DOCUMENT SEGMENT

-- Opening Marker --

A local Alzheimer’s patient and activist who was banned from entering federal buildings after making a controversial statement is no longer viewed as a security threat.
After months of phone calls–and most recently, debate over the meaning of a letter from the federal Department of Health and Human Services–Michael Ellenbogen is declaring victory.
“The bottom line is, I’m happy,” he said.
The 57-year-old advocate from Bucks County is back on the National Alzheimer’s Project Act’s (NAPA) listserv and can attend meetings in governmental buildings following the standard security protocols.
HHS said its security position did not change, but confirmed that Ellenbogen would now be evaluated for risk just like any other meeting attendee.
“While we don’t know the exact nature of why HHS reversed its ban, we are thrilled with the results and happy that Michael can return to advocating for patient rights,” said Rahul Khara of Arnold & Porter, who represented Ellenbogen pro bono through USAgainstAlzheimer’s.
Ellenbogen’s trouble began back in January. Ironically, he had decided to skip attending a NAPA meeting in person because of the weather, and had his remarks read aloud.
In making a plea for more funding for Alzheimer’s research and for more awareness of the problem, he asked, “What do we need to do to get the attention of people like you? Will it take someone like me to have some sort of shootout like Columbine before someone will take notice?”
The rhetorical questions were followed by an assurance that he was not pondering violence: “I would not do that but I am trying to get your attention and I am failing and dying at the same time.”
Ellenbogen spoke in Geneva to the WHO about Alzheimer’s in March. But by late April the Health and Human Services department had barred him from participating in any sponsored meetings in person. He was told they viewed him as a security threat.
The Alzheimer’s Association also asked him to stay away, even from peer support groups.
“That was the biggest shocker to be honest with you,” said Ellenbogen. “Because, I mean, here’s an organization that’s supposedly supposed to support people with dementia, just threw me right under the bus!”
Kate Meyer, the director of public relations for the Association, said it had a responsibility to protect the safety of its members. The group allowed Ellenbogen to continue to use its online message boards and offered him access to staff members by phone, she said.
Following HHS’s lead, the Association has now reversed its position and welcomes Ellenbogen back to attend events in person.
While Ellenbogen is pleased with the final outcome, he said the actions reflect a huge failure of both organizations to understand the very nature of dementia.
“You can’t just shut somebody up with dementia because we say the wrong thing. The fact of life is we have lost our filters in many ways,” he said. “Society needs to learn how to deal with this a little bit better.”
He plans to continue his advocacy, and hopes to make it to the next NAPA meeting in D.C. in October.

-- Closing Marker --

RECORDS SUPPLIED
-- Opening Marker --

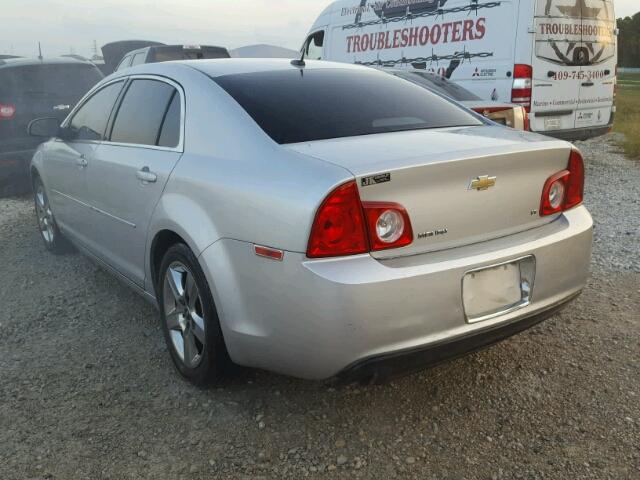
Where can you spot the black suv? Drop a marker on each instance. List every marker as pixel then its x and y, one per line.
pixel 29 89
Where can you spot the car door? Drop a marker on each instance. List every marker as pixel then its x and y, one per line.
pixel 130 170
pixel 67 160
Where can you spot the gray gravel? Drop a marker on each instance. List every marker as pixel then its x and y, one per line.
pixel 87 389
pixel 613 197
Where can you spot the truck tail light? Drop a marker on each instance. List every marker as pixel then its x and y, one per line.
pixel 522 85
pixel 7 111
pixel 565 189
pixel 343 225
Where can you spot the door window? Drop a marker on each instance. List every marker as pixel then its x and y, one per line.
pixel 144 109
pixel 314 46
pixel 90 121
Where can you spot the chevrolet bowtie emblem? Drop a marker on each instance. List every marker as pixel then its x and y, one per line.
pixel 483 183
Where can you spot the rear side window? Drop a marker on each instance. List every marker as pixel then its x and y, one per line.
pixel 90 121
pixel 142 114
pixel 303 105
pixel 170 131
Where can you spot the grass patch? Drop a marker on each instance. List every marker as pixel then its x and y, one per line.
pixel 628 118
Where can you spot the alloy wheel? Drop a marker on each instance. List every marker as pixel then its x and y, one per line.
pixel 183 312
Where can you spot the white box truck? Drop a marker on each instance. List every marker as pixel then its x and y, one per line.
pixel 556 57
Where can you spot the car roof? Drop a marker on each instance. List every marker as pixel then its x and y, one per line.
pixel 26 62
pixel 235 66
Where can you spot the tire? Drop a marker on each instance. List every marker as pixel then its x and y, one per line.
pixel 189 318
pixel 53 238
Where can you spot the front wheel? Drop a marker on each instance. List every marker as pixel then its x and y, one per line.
pixel 53 239
pixel 189 318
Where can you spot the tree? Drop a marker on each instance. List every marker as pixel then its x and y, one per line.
pixel 629 41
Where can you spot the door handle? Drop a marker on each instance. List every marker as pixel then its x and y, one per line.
pixel 146 176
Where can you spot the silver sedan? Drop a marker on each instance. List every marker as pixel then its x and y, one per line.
pixel 319 220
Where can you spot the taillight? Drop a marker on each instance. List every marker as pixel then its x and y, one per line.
pixel 345 226
pixel 7 111
pixel 388 224
pixel 522 85
pixel 339 226
pixel 565 189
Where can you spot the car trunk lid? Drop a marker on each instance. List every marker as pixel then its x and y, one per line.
pixel 459 186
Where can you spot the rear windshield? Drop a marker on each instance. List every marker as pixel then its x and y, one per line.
pixel 295 105
pixel 167 54
pixel 440 85
pixel 64 81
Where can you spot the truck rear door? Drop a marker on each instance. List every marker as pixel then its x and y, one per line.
pixel 597 56
pixel 556 67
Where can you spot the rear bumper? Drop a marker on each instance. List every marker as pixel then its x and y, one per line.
pixel 386 366
pixel 579 134
pixel 315 318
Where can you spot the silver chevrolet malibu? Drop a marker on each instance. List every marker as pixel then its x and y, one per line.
pixel 319 220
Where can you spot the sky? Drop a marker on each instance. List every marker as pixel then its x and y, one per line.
pixel 71 26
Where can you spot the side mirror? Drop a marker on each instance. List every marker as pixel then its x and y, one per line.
pixel 44 127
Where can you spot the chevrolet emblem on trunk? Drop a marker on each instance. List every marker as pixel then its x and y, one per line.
pixel 483 183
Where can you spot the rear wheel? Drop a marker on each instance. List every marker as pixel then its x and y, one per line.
pixel 189 318
pixel 49 231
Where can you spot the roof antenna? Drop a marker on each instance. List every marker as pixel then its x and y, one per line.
pixel 299 63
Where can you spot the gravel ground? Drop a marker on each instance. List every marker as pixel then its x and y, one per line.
pixel 87 389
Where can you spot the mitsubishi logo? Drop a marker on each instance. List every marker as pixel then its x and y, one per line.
pixel 484 182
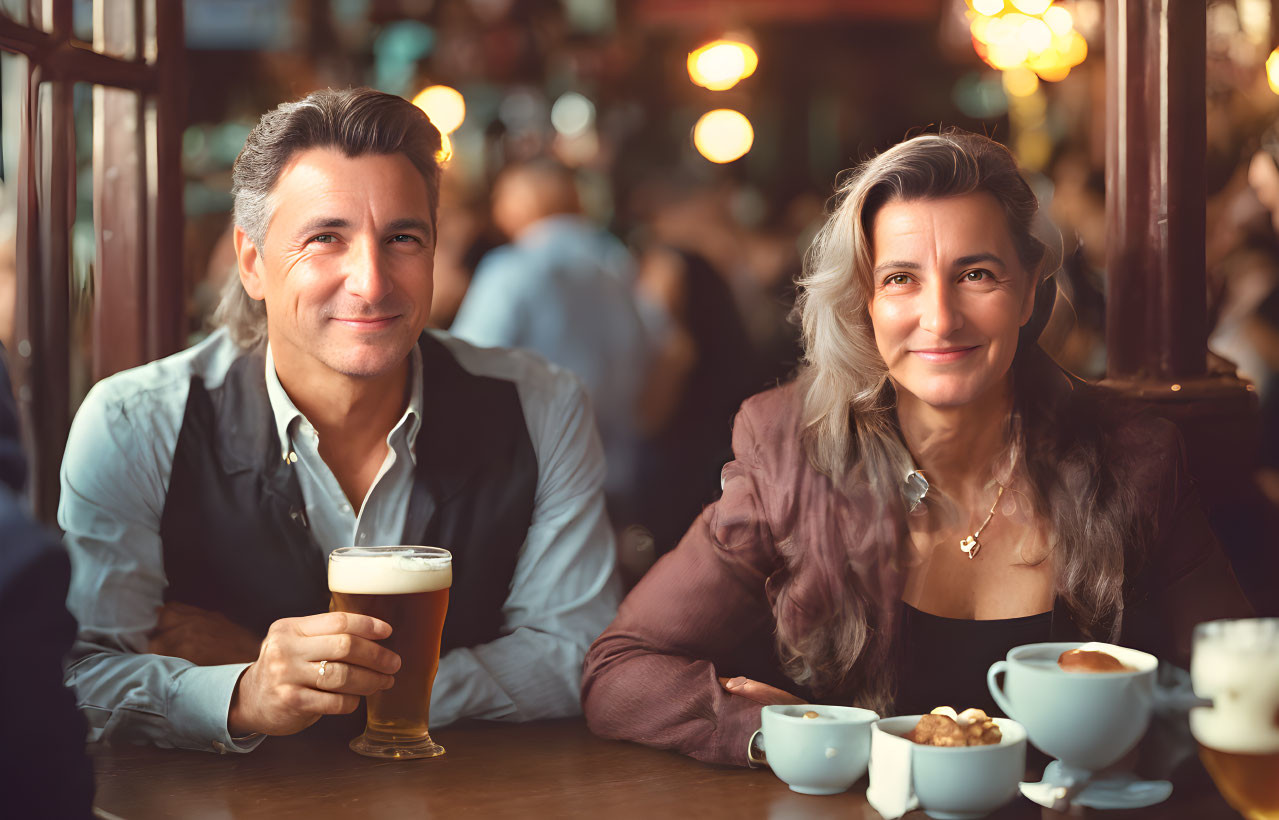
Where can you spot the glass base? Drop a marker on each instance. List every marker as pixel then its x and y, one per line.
pixel 395 750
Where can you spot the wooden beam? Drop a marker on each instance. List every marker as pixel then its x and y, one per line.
pixel 1155 196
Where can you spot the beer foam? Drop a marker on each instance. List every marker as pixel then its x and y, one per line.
pixel 1242 681
pixel 389 572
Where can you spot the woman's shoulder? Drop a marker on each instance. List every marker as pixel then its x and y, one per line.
pixel 768 426
pixel 1140 447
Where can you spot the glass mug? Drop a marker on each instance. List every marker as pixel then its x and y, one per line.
pixel 407 587
pixel 1236 665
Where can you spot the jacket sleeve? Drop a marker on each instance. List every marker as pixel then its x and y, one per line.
pixel 1186 578
pixel 652 676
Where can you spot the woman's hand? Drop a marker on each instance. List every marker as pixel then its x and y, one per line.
pixel 760 692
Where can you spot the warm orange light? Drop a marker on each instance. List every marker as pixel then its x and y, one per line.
pixel 1035 33
pixel 1032 7
pixel 721 64
pixel 723 136
pixel 444 105
pixel 1059 19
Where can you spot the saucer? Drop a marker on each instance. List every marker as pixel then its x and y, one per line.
pixel 1062 788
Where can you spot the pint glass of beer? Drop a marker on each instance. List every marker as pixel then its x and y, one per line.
pixel 1236 665
pixel 407 587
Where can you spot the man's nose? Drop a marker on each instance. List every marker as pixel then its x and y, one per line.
pixel 366 271
pixel 940 310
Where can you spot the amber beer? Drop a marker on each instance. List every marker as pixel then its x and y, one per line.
pixel 407 587
pixel 1236 665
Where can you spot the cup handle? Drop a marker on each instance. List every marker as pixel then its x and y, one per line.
pixel 995 691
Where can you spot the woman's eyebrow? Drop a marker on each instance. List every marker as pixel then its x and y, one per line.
pixel 884 266
pixel 972 259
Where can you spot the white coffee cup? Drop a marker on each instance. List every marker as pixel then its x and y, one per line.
pixel 823 755
pixel 1087 720
pixel 948 783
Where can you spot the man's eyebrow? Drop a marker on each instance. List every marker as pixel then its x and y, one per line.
pixel 411 223
pixel 972 259
pixel 884 266
pixel 321 223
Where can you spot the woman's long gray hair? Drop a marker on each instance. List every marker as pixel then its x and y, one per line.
pixel 851 433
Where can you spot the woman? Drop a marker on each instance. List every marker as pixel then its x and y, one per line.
pixel 1046 512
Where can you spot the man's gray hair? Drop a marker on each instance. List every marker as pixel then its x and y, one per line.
pixel 353 120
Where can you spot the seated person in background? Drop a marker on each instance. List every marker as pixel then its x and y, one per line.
pixel 46 773
pixel 202 493
pixel 831 568
pixel 564 289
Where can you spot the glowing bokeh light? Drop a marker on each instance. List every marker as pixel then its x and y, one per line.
pixel 1032 7
pixel 444 105
pixel 723 136
pixel 1035 33
pixel 1059 19
pixel 572 114
pixel 721 64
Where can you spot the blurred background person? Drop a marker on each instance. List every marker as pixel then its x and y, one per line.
pixel 46 773
pixel 564 288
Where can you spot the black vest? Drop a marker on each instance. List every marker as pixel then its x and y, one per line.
pixel 235 539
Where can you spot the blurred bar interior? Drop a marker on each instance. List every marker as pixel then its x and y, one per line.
pixel 707 134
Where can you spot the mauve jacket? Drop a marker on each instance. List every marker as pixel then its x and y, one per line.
pixel 704 610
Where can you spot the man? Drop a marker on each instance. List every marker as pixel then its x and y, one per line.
pixel 564 289
pixel 202 493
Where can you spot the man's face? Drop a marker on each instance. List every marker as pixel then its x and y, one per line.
pixel 345 265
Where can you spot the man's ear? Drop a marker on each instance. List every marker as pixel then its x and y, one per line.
pixel 250 264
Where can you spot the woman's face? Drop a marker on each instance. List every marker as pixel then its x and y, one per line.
pixel 948 297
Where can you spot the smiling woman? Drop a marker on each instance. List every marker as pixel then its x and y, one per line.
pixel 929 493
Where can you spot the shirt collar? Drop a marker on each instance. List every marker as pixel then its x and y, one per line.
pixel 285 412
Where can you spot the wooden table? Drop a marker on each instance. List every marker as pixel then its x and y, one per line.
pixel 554 769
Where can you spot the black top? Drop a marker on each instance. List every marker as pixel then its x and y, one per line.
pixel 944 660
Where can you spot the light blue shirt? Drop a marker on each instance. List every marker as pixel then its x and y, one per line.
pixel 115 475
pixel 564 289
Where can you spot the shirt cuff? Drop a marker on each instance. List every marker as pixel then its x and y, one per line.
pixel 200 706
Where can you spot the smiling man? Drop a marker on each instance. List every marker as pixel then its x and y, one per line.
pixel 204 493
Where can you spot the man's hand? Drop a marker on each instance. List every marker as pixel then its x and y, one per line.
pixel 283 691
pixel 204 637
pixel 760 692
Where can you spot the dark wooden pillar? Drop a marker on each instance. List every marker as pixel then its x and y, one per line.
pixel 1155 117
pixel 1156 331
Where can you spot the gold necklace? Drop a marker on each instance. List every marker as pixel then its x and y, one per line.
pixel 971 544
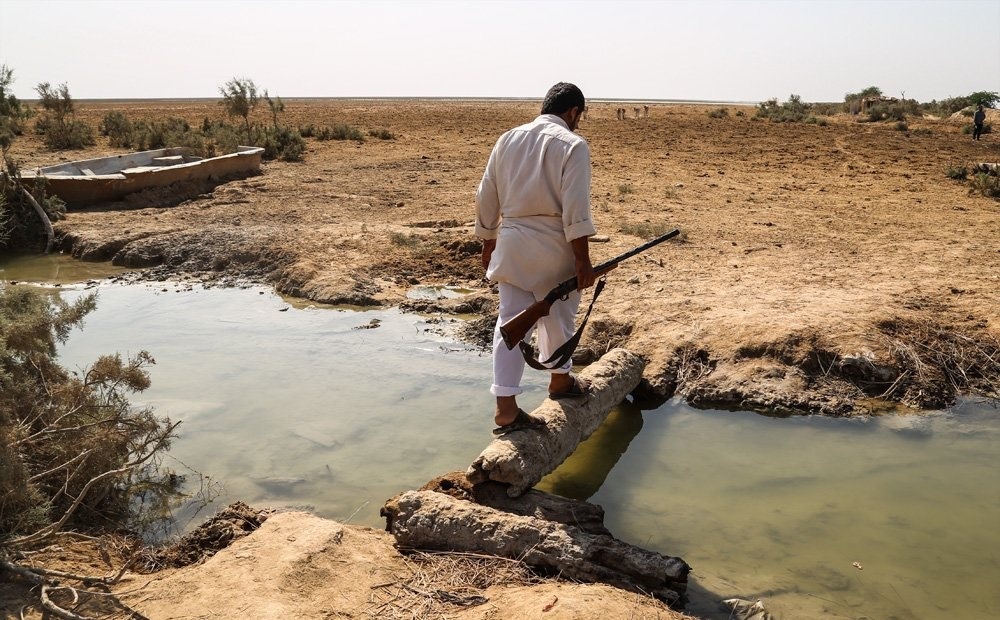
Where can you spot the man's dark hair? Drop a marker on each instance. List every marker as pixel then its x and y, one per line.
pixel 561 98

-- Closing Marker --

WHAT TO WORK ON
(A) Reproduce the portion of the Ellenbogen article from "The 57-year-old advocate" to "remarks read aloud.".
(B) Condense the paragraph of the Ellenbogen article that begins "Kate Meyer, the director" and keep its main facts.

SOLUTION LIST
(A)
The 57-year-old advocate from Bucks County is back on the National Alzheimer’s Project Act’s (NAPA) listserv and can attend meetings in governmental buildings following the standard security protocols.
HHS said its security position did not change, but confirmed that Ellenbogen would now be evaluated for risk just like any other meeting attendee.
“While we don’t know the exact nature of why HHS reversed its ban, we are thrilled with the results and happy that Michael can return to advocating for patient rights,” said Rahul Khara of Arnold & Porter, who represented Ellenbogen pro bono through USAgainstAlzheimer’s.
Ellenbogen’s trouble began back in January. Ironically, he had decided to skip attending a NAPA meeting in person because of the weather, and had his remarks read aloud.

(B) Kate Meyer, the Association's public relations director, said it had to protect its members' safety. She said the group still let Ellenbogen use its online message boards and offered him staff access by phone.